_INSTRUCTIONS TO FOLLOW_. Which lines in the rows below contain the string "round"? List each of those lines in full, treating uppercase and lowercase as different.

[Stored data]
☆ ☆ ☆ ☆ ☆ ☆ ☆
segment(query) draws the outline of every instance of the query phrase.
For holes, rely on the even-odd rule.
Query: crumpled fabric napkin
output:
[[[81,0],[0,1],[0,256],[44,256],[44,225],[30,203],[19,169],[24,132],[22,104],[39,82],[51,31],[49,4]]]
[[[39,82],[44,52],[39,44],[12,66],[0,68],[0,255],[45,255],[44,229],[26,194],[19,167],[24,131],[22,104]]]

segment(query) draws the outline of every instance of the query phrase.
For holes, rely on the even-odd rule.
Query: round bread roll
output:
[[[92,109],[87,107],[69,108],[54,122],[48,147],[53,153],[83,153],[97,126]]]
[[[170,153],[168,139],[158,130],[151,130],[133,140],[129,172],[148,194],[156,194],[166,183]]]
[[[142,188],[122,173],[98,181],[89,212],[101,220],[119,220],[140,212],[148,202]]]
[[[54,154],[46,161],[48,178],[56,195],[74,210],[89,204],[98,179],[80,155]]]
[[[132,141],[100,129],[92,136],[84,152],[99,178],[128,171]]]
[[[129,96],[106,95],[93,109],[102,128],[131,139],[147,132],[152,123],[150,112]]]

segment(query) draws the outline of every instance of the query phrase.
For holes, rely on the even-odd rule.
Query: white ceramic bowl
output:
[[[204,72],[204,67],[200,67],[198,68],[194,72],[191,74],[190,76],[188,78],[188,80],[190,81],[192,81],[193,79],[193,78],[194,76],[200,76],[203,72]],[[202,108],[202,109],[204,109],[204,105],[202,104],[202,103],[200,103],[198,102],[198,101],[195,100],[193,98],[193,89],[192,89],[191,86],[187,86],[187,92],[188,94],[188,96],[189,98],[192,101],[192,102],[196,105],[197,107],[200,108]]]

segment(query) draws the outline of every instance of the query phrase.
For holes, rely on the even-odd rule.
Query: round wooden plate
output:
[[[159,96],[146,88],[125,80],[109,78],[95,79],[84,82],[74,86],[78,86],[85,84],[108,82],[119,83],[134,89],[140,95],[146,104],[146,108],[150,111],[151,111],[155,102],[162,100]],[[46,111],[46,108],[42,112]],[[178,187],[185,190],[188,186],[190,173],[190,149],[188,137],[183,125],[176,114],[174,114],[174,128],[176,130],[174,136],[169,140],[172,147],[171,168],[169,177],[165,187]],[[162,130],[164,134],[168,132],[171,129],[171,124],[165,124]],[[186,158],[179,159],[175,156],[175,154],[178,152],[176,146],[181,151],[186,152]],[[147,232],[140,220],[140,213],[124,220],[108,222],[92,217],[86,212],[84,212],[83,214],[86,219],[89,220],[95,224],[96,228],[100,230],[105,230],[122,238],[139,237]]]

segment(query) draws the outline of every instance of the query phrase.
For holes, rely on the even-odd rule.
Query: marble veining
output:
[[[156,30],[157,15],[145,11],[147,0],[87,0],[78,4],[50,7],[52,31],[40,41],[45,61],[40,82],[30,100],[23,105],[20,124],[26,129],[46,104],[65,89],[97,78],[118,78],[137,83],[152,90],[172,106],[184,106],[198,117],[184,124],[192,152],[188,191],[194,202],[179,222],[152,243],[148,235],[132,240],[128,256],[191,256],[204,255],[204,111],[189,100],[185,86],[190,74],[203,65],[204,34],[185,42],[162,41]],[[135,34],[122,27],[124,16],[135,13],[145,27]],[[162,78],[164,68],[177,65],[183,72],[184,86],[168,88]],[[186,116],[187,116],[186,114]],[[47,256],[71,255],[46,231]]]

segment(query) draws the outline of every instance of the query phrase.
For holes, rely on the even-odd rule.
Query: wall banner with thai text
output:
☆ ☆ ☆ ☆ ☆ ☆ ☆
_REPLY_.
Query: round bread roll
Query: round wooden plate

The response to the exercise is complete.